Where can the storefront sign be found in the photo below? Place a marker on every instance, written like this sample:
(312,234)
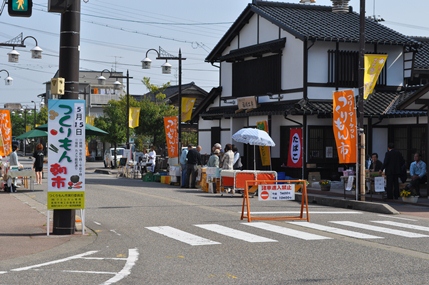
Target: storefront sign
(66,154)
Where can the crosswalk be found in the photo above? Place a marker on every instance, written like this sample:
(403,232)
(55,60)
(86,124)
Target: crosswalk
(378,229)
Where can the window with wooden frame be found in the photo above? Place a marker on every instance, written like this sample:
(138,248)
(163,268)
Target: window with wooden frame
(343,69)
(257,77)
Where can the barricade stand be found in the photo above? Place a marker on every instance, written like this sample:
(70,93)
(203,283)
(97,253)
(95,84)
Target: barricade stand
(287,185)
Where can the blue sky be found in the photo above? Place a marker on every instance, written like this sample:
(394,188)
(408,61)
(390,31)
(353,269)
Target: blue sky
(117,34)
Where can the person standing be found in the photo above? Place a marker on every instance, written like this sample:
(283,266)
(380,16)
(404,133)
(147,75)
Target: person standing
(151,160)
(418,173)
(228,157)
(214,159)
(183,161)
(376,164)
(392,165)
(38,162)
(237,165)
(194,159)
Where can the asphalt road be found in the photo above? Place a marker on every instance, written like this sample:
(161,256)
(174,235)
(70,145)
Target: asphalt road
(152,233)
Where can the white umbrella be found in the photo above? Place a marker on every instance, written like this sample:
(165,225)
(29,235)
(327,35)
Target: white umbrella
(253,137)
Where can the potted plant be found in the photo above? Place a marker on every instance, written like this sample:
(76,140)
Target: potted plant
(408,195)
(325,185)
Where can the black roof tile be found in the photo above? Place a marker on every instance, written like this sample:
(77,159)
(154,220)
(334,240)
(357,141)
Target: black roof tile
(313,22)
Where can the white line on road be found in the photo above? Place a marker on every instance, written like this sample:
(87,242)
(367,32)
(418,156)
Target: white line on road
(379,229)
(182,236)
(298,212)
(334,230)
(399,218)
(56,261)
(286,231)
(234,233)
(407,226)
(133,256)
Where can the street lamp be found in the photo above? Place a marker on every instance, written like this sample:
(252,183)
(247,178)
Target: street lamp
(166,69)
(8,80)
(102,80)
(18,41)
(341,6)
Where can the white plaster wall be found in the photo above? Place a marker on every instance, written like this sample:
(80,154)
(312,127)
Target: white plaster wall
(267,31)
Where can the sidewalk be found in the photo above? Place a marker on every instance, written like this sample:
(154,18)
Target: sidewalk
(23,226)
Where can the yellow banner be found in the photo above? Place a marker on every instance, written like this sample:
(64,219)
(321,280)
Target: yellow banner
(133,120)
(264,150)
(374,63)
(187,106)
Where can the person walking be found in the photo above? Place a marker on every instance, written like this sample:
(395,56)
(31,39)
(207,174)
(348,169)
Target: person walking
(228,157)
(183,161)
(194,159)
(39,157)
(392,165)
(418,173)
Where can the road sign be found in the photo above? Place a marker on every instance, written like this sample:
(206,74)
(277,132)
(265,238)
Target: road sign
(20,8)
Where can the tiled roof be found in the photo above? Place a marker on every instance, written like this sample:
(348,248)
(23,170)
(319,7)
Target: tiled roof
(313,22)
(379,104)
(422,56)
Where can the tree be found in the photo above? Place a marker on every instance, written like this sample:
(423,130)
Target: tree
(151,121)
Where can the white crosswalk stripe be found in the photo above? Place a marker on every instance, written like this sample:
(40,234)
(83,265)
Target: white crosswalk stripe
(379,229)
(286,231)
(194,240)
(234,233)
(182,236)
(335,230)
(402,225)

**GIVEN TASK**:
Rewrite everything from the line containing "Where can the white crosswalk" down to the end of the data above, keeping the requests. Multiply each coordinate in the answers by 0.75 and round to the nearest whole number, with halves rounded up. Leave the coordinates in the requests and their format samples unchanged.

**SOLUTION TO THIS TASK**:
Where can the white crosswalk stripe be found in the photo above? Place a marker on every instance, written like this sample:
(40,234)
(83,265)
Target: white crosswalk stripe
(284,172)
(215,173)
(146,180)
(176,175)
(137,177)
(251,173)
(302,169)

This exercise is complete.